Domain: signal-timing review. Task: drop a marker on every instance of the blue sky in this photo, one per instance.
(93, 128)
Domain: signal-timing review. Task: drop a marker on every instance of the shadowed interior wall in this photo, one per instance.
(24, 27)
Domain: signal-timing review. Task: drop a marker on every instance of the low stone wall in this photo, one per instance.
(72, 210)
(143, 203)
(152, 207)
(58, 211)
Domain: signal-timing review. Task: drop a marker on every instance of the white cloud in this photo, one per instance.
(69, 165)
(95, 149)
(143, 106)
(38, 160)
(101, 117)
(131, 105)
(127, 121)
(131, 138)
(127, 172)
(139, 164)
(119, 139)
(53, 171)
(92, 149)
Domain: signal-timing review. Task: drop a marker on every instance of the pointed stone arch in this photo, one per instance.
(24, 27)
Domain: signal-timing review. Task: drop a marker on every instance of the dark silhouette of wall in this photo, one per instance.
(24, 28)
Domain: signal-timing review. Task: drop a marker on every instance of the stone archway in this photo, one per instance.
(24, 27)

* * *

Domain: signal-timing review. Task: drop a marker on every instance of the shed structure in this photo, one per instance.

--

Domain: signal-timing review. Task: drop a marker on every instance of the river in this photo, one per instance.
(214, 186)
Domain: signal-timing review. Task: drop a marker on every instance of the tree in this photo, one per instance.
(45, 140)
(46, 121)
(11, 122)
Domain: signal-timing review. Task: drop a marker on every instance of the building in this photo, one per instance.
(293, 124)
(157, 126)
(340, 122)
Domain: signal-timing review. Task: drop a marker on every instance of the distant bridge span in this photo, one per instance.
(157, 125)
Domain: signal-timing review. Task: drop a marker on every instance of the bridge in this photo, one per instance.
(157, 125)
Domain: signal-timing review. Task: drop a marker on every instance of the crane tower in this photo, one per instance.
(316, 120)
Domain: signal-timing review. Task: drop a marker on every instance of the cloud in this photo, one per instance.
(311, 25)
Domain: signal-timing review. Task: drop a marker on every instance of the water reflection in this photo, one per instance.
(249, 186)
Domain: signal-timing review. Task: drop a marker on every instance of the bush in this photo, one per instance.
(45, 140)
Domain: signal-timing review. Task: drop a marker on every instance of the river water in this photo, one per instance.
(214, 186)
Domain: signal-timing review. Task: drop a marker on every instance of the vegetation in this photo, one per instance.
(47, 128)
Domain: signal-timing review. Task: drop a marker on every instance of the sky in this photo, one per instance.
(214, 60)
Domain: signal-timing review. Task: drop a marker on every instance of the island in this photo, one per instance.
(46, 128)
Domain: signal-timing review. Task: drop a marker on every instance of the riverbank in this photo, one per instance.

* Set problem *
Which lines of the listing above contain the string "cloud", with case counting? Find every one and copy each line in full.

* The output *
Domain: signal-timing review. Task: drop a marker on every instance of the white cloud in this photo, one per instance.
Domain: signal-timing review. Task: drop a marker on every instance of the cloud in this photo, one per instance.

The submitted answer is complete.